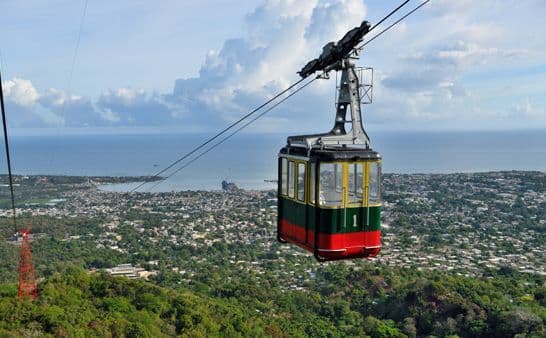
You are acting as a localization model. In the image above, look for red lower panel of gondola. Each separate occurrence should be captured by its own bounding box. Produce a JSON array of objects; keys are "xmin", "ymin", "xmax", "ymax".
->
[{"xmin": 279, "ymin": 220, "xmax": 381, "ymax": 260}]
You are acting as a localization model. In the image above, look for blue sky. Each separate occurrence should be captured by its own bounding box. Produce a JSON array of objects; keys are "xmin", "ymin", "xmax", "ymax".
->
[{"xmin": 0, "ymin": 0, "xmax": 546, "ymax": 132}]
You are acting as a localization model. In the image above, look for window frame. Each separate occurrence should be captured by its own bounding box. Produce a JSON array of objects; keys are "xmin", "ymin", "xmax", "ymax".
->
[{"xmin": 294, "ymin": 161, "xmax": 307, "ymax": 203}]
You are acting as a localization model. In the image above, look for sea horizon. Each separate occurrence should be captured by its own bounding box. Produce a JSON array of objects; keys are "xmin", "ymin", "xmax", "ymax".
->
[{"xmin": 3, "ymin": 129, "xmax": 546, "ymax": 191}]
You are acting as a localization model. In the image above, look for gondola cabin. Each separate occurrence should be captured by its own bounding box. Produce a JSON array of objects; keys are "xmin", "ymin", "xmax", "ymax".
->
[
  {"xmin": 278, "ymin": 147, "xmax": 381, "ymax": 260},
  {"xmin": 277, "ymin": 21, "xmax": 381, "ymax": 261}
]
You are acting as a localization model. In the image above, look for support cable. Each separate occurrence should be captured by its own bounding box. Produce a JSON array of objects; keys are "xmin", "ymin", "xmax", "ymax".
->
[
  {"xmin": 355, "ymin": 0, "xmax": 430, "ymax": 51},
  {"xmin": 130, "ymin": 78, "xmax": 305, "ymax": 192},
  {"xmin": 130, "ymin": 0, "xmax": 424, "ymax": 192},
  {"xmin": 144, "ymin": 75, "xmax": 320, "ymax": 191},
  {"xmin": 0, "ymin": 64, "xmax": 17, "ymax": 233}
]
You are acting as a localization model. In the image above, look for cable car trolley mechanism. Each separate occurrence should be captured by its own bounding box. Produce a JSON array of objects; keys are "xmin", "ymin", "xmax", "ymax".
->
[{"xmin": 277, "ymin": 21, "xmax": 381, "ymax": 261}]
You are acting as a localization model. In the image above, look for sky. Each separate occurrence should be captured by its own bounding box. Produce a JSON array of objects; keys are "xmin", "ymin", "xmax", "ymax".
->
[{"xmin": 0, "ymin": 0, "xmax": 546, "ymax": 133}]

════════════════

- EXERCISE REQUIREMENTS
Identify each line in the rows above that contains the string "cable", and copy those lines out in full.

- WORKED SOLUTION
You are acting as a localization model. In the image above, look for support cable. Each separate occurrence should be captured by its own bounding box. Produce a JSON array of objects; keys are "xmin", "ymin", "xmax", "ymax".
You are acting as a localization model. In the image above, look for cable car trolley mechanism. Each separate occurrence should be captured by its own bounding box. Produce a JSON array of objects; keys are "xmin", "ymin", "xmax", "ymax".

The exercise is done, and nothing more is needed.